- Selection -
Whats your LTV? are u near the next threshold to get a lower rate in a couple of years meaning that a 2 year fixed would be good so you can get the next rate down, or miles away and so it'll take u at least 5 years to get to the next threshold (assuming house prices stay stable). Are you planning a family in the next 5 years? Having a reduced income due to childcare and/or working part time/not at all could make the difference on affordability checks.
How close are you sailing to the wind with your mortgage payments at the moment? Could you afford anything over 2.09....if you fixed for 2 years and the best deal was 3 when to came to an end, would that be ok as far as you can forsee?
Any idea how your income is going to look in 2 years? Generally stable job/Industry?
They could both be good deals, changes in circumstances doesn't change that. It's just a change in circumstances, it's whether or not you could adapt to that change.
We fixed for 5 years. We were going to be starting a family and didn't want to 'stick out head above the parapet' with the building society for a while. We're also risk averse. The mortgage is manageable but the cost difference between the 2&5 year was negligeble. We have no desire to move for at least a decade.
We also reduced required payments by maxing out the term and are overpaying. If we needed to we could overpay more or stop payments completely and those overpayments would be used as our regular monthly payments...we're currently a year 'ahead'....not all mortgages offer that facility though.

- Goal 1 -
Reproduce the stretch of the mortgage discussion from "Whats your LTV?" through "you can forsee?", word for word.
- Goal 2 -
Condense the paragraph of the mortgage discussion that begins "We fixed for 5 years" into two sentences that keep its main facts.
Nothing in the rows is needed here.

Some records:
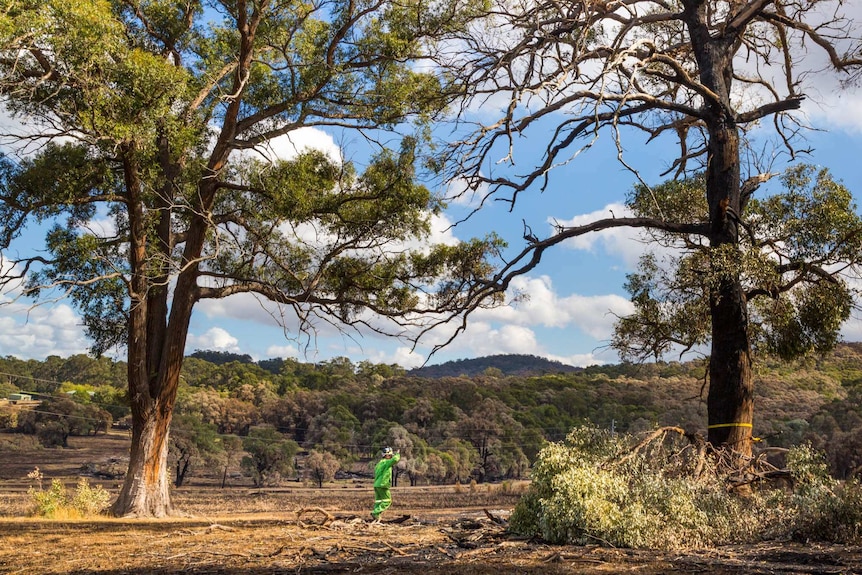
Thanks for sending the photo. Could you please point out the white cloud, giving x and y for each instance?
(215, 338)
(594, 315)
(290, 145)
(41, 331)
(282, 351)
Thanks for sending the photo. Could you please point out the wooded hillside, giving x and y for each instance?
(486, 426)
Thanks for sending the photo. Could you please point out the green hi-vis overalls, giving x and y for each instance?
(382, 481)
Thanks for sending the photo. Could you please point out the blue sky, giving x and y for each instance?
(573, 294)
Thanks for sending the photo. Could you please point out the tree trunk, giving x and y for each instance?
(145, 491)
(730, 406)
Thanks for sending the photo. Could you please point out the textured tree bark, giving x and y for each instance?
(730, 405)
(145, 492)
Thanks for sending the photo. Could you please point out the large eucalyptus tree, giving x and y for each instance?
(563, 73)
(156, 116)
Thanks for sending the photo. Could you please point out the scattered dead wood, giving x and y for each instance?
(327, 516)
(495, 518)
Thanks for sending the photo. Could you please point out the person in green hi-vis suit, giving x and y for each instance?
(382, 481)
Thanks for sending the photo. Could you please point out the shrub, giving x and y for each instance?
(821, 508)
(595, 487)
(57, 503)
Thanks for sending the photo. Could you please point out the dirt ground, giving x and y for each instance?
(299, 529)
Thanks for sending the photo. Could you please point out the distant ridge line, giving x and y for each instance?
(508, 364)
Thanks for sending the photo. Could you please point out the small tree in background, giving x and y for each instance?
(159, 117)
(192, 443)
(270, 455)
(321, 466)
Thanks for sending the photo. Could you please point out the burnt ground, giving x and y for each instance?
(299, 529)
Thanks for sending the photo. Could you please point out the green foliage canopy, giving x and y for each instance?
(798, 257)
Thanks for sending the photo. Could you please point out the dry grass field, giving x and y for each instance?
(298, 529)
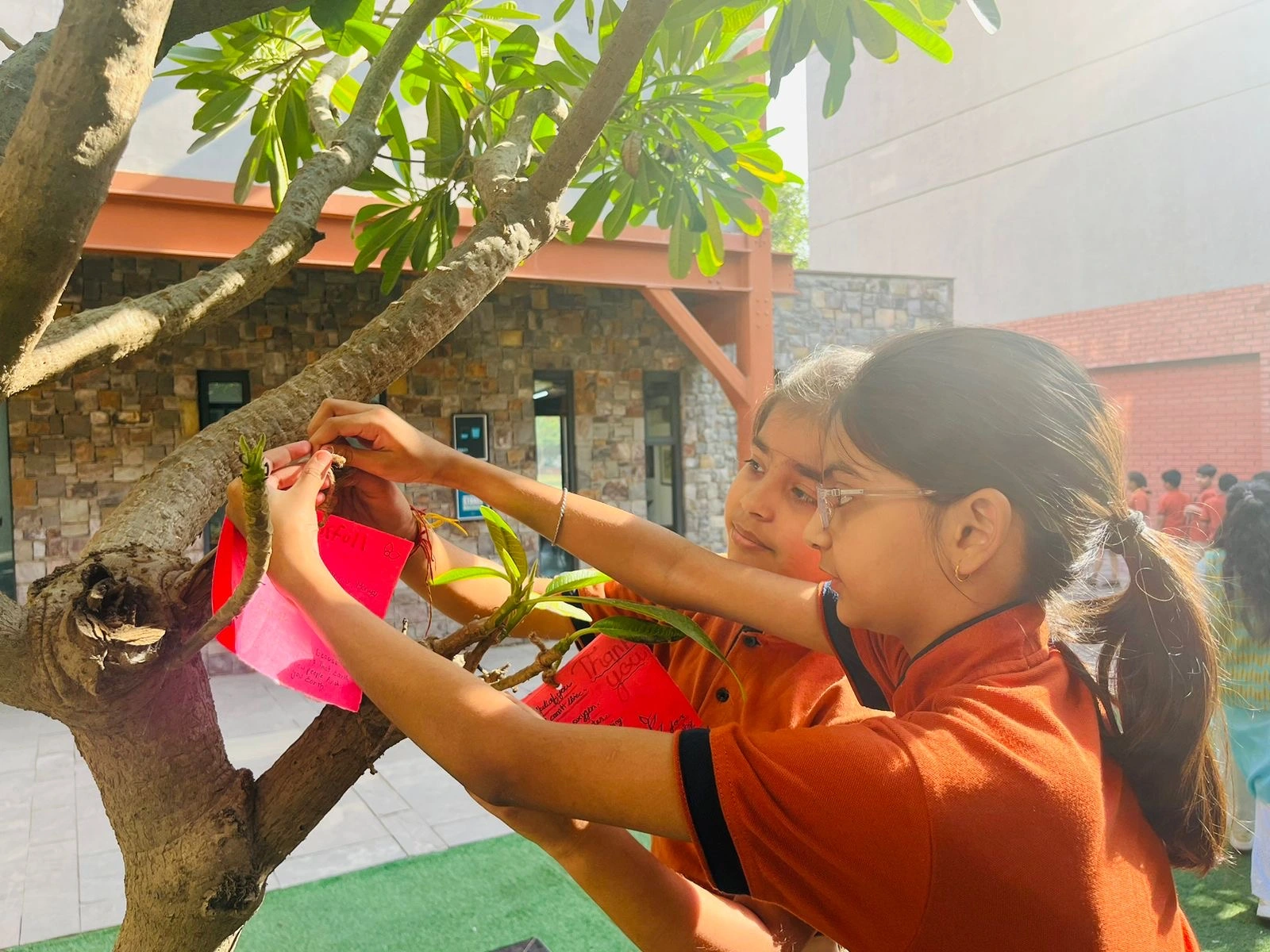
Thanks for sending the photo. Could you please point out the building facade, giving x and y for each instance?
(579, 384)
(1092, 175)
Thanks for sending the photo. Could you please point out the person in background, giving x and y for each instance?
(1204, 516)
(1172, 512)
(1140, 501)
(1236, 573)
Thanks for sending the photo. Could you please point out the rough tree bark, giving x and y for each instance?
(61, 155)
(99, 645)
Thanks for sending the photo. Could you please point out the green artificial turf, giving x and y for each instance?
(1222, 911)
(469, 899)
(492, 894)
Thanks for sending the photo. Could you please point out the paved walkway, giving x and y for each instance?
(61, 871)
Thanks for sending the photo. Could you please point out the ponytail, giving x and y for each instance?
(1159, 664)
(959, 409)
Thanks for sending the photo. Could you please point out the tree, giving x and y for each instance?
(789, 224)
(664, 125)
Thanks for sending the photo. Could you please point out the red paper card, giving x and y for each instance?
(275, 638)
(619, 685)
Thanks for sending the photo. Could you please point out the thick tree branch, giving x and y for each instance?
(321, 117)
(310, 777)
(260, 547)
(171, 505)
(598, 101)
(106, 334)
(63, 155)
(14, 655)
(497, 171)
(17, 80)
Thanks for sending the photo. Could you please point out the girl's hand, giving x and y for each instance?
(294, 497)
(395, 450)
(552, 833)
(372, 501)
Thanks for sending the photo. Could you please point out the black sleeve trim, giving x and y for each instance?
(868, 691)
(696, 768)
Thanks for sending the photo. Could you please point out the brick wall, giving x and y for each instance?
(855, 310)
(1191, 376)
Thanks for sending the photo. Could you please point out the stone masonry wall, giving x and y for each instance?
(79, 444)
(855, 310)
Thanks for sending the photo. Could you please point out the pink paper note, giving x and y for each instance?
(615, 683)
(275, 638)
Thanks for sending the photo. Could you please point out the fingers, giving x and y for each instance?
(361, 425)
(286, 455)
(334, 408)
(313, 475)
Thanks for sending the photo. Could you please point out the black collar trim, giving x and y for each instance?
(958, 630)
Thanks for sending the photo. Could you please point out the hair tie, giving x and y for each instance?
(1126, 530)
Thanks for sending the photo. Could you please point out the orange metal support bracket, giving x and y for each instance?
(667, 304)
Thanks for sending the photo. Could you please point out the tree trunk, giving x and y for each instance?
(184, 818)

* * *

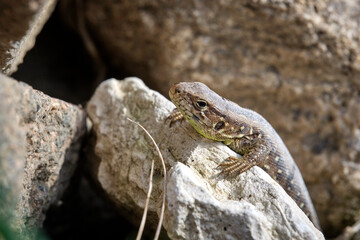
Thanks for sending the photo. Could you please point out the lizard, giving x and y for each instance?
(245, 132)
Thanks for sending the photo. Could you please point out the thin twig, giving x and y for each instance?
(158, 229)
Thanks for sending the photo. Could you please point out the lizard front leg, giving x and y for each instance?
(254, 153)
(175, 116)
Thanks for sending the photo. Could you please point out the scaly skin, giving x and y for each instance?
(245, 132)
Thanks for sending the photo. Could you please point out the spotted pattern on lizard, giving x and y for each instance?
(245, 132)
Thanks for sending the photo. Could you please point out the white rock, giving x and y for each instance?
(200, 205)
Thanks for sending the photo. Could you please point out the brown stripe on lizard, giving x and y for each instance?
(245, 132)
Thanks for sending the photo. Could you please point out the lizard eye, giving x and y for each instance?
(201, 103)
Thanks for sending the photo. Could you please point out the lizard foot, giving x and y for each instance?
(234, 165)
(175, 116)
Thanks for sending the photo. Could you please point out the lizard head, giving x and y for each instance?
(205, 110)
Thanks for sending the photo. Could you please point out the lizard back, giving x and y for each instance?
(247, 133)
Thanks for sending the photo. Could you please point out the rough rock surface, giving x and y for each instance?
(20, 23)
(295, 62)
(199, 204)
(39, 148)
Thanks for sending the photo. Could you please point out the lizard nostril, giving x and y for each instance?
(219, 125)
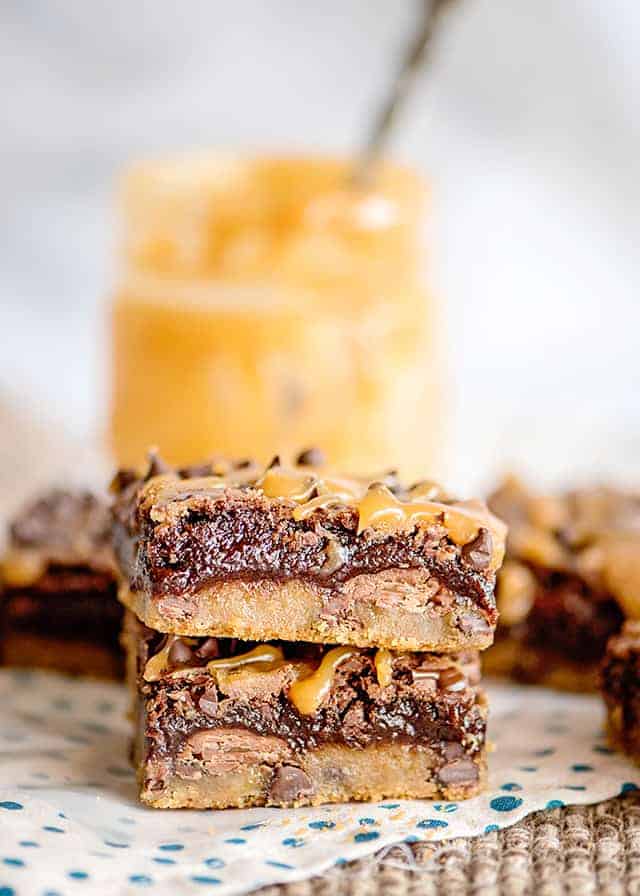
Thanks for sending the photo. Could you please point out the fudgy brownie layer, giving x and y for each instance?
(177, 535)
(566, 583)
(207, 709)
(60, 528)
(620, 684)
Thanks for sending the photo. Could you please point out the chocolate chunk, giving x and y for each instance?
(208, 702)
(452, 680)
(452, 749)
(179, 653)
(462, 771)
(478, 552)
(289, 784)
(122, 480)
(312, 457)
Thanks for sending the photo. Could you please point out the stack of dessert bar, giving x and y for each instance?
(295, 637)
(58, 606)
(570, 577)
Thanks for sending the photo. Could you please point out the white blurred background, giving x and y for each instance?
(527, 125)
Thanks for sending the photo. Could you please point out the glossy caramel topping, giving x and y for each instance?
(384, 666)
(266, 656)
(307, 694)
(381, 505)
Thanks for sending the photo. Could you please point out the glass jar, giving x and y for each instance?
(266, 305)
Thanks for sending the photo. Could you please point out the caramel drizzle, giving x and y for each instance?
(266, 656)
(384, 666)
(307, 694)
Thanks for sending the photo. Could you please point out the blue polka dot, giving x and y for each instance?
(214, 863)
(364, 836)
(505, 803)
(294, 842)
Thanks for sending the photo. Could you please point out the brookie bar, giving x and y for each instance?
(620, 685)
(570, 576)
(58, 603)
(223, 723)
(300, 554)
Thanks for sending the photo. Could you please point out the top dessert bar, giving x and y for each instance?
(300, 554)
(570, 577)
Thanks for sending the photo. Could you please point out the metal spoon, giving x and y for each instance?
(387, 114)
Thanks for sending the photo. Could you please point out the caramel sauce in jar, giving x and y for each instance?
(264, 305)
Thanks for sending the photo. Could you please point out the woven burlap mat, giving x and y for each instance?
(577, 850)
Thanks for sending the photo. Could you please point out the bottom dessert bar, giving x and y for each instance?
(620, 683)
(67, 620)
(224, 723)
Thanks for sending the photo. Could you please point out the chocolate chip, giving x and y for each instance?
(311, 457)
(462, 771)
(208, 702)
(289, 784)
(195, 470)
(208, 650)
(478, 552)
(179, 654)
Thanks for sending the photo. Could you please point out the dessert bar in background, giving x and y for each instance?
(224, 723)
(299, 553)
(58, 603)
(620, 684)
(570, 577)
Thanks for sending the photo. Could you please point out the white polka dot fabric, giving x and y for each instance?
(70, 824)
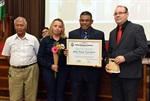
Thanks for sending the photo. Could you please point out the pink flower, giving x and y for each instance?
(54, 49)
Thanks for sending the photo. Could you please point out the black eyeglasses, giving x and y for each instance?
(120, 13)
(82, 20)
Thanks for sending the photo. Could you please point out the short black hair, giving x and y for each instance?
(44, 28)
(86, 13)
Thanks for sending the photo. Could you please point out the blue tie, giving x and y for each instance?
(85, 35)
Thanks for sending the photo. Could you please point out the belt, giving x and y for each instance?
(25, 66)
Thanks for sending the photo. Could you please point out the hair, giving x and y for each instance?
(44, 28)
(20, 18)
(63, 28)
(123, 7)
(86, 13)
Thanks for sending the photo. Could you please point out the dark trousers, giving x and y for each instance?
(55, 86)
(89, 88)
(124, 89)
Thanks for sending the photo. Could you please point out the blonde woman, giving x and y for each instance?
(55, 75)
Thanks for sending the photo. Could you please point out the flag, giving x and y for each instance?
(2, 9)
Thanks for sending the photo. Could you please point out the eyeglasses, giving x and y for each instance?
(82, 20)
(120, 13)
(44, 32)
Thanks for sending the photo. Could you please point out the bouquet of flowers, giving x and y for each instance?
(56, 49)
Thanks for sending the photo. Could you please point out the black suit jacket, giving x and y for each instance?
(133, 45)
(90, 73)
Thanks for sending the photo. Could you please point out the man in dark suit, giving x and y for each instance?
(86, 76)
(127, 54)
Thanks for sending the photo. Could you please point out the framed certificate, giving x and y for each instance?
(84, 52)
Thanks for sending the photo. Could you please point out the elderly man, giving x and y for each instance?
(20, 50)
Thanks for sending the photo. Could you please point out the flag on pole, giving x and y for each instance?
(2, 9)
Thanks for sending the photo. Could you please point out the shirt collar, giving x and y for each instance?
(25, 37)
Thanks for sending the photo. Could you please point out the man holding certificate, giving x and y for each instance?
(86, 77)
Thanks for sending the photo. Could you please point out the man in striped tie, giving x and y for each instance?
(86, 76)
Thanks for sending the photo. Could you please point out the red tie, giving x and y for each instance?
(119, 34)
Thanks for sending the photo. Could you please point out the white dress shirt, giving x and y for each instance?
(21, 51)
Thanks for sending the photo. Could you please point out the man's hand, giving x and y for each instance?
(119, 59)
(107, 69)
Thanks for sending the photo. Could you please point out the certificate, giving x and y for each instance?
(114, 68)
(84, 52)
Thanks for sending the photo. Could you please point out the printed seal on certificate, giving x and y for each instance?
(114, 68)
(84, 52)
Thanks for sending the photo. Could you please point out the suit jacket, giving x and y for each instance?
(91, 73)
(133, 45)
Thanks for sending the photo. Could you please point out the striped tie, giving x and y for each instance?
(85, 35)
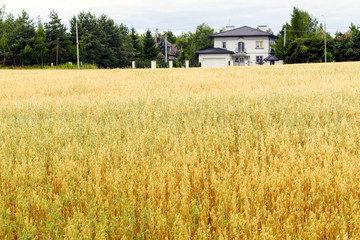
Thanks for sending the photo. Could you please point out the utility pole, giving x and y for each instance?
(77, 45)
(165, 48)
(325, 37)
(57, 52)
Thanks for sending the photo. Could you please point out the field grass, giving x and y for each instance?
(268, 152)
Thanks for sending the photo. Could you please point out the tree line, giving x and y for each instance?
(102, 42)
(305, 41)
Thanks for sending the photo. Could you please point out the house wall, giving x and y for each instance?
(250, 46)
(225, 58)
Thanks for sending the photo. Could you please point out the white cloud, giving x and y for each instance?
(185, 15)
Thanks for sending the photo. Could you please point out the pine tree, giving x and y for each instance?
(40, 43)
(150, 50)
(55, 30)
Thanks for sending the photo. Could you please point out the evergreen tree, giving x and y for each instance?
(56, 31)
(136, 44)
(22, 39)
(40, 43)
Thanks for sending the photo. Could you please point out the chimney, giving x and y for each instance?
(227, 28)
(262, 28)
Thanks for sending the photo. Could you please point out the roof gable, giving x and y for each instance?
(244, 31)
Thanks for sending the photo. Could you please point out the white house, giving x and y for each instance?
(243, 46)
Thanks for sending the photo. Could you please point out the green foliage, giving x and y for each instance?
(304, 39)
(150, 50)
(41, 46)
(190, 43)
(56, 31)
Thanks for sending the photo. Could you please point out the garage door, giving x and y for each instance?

...

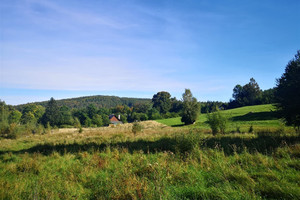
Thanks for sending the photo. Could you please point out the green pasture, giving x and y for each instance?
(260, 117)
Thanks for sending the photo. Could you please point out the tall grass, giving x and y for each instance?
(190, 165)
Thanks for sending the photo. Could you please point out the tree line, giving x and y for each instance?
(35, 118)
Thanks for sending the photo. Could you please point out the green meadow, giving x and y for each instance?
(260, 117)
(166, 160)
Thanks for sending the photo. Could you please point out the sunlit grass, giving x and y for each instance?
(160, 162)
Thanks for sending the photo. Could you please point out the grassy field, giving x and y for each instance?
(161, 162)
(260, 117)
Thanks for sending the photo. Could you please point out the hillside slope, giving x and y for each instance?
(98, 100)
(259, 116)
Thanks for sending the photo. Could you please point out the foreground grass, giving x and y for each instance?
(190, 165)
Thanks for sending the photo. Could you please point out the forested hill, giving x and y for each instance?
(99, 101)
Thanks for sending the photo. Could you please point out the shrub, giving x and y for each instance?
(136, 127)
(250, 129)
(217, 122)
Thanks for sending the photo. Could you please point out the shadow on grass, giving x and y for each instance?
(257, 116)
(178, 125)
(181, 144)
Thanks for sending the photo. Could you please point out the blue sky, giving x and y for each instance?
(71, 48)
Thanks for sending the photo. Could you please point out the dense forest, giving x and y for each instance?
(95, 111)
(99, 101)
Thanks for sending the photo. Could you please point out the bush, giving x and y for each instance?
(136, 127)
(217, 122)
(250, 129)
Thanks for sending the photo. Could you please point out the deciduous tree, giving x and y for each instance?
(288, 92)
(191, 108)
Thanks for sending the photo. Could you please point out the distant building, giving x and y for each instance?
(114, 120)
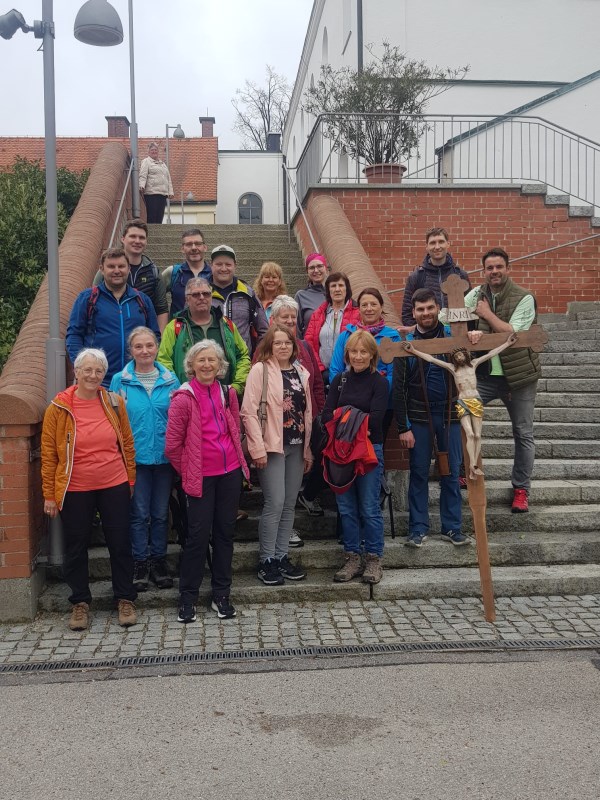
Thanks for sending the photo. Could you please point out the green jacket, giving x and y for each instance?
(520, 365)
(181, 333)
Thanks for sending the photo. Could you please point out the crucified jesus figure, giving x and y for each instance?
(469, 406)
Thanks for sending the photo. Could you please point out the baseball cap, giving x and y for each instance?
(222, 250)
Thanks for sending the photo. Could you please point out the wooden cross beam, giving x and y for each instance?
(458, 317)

- Correct output 1 -
Whats your LTV? are u near the next threshold to get a lower rate in a couple of years meaning that a 2 year fixed would be good so you can get the next rate down, or miles away and so it'll take u at least 5 years to get to the next threshold (assuming house prices stay stable). Are you planning a family in the next 5 years? Having a reduced income due to childcare and/or working part time/not at all could make the difference on affordability checks.
How close are you sailing to the wind with your mortgage payments at the moment? Could you afford anything over 2.09....if you fixed for 2 years and the best deal was 3 when to came to an end, would that be ok as far as you can forsee?

- Correct output 2 -
The writers fixed their mortgage for five years because they were about to start a family, wanted to stay off the building society's radar for a while, and are risk averse. Their payments are manageable, the cost difference between the two- and five-year fixes was negligible, and they have no wish to move for at least a decade.